For example, when a part exists at a position to be accommodated on the carrier, the eradiated light is not detected by the photo-detector because of obstruction by the part. Therefore, it is possible to determine presence or absence of the part by the photo-detector to detect strength of the light eradiated from the light eradiating member. Further, because of a non-contact type detection, the autohandler also has the advantageous effect of no deterioration of moving members.

Further, the light eradiating member may be any device which emits light, e.g., a laser oscillator, a light emitting diode or the like; and the photo-detector may be any device which can obtain an output by receiving light, e.g., CCD element, photo-transistor or the like. Accordingly, it is possible to provide a detecting member at a low costs.

In the case of the manner of detecting the light reflected by the part, it is also-possible to determine presence or absence of the part by comparing the strength of light reflected from the part and the strength of light reflected from the container accommodating no parts therein.

Preferably, the part detecting member is disposed on a way of a transportation path of the carrier out of the test section.

In the autohandler having such a structure, the carrier passes through the part detecting member during transportation because of disposed on a way of a transportation path of the carrier out of the test section. As a result, it is also possible to detect presence or absence of the part without transportation of the carrier to a detecting member provided separately nor with stopping to detect, and thereby index time is not required.

Preferably, the plurality of parts are accommodated in the carrier and arranged in a plurality of columns in a direction along the transportation path of the carrier out of the test section, and the part detecting member is arranged on a plane including a portion of each path of the columns.

In the autohandler having such a structure, the parts are arranged in a plurality of columns on the carrier and the direction of each column is along the transportation path of the carrier. Each part detecting member is arranged at a position corresponding to each path of the columns. Accordingly, it is possible to detect presence or absence of the part in order every column in the carrier when the part passes through the corresponding part detecting member while the carrier is transported.

As a result, it is possible to test a large number of parts at a time and to detect presence or absence of the parts without increase of index time.

In the specification, the above-described part includes an electronic part such as an IC device, and the like.

In accordance with another aspect of the invention, the autohandler for transporting a carrier which accommodates a plurality of electronic parts therein, to a test section to test electrical characteristics of the electronic parts, comprises:

a pre-heating section for heating or cooling the electronic parts to be tested, to a predetermined temperature;

a test section for measuring electrical characteristics of the electronic parts which are heated or cooled, by electrically connecting each of the electronic parts to a testing device;

a dry chamber for returning the temperature of tested electronic parts back to a normal temperature to prevent from generation of frost caused by a low temperature in the test section; and

a part detecting section provided between the test section and dry chamber, for detecting whether each electronic part tested in the test section exists on a predetermined position for each electronic part to be accommodated, of the carrier.

_ _ _

» **Set of tasks**:
1. In the autohandler text, where is the part detecting section placed?
2. List every section that the autohandler text says the autohandler comprises in its other aspect.

_ _ _

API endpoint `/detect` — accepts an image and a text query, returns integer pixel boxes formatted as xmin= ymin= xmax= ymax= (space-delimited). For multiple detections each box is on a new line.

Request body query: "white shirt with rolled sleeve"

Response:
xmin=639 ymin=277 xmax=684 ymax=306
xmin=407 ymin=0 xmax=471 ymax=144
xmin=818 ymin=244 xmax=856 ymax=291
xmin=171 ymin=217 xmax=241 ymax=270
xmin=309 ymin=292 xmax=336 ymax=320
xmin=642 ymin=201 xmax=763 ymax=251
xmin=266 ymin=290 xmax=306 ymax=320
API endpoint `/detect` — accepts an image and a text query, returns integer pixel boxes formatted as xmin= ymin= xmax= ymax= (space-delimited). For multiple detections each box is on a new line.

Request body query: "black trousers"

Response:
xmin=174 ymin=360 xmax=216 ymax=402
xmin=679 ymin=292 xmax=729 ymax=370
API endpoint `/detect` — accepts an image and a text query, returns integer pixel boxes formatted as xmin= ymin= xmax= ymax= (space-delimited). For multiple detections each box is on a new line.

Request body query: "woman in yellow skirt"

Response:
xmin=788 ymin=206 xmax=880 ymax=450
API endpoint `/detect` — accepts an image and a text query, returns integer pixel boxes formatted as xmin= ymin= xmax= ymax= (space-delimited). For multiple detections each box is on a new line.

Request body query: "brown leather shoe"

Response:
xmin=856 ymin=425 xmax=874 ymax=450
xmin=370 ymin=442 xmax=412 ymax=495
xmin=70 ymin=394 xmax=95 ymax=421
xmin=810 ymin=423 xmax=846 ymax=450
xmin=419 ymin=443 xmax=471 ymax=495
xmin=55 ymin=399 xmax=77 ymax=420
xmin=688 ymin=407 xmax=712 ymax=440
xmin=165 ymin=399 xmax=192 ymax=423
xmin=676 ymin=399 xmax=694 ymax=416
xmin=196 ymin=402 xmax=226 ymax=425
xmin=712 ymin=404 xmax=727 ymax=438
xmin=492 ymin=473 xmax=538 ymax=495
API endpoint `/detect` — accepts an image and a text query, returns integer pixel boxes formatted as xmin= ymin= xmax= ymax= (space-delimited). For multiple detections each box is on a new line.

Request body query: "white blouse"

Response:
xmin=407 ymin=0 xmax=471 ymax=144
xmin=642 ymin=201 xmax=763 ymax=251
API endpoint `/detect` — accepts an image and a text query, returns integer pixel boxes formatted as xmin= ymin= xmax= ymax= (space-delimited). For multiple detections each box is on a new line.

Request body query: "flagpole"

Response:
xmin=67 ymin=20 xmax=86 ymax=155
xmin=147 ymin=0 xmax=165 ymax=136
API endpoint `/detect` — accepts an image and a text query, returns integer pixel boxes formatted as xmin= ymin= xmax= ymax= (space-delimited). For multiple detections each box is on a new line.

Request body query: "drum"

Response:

_ _ _

» **Answers to each task**:
1. Between the test section and the dry chamber.

2. A pre-heating section, a test section, a dry chamber, and a part detecting section.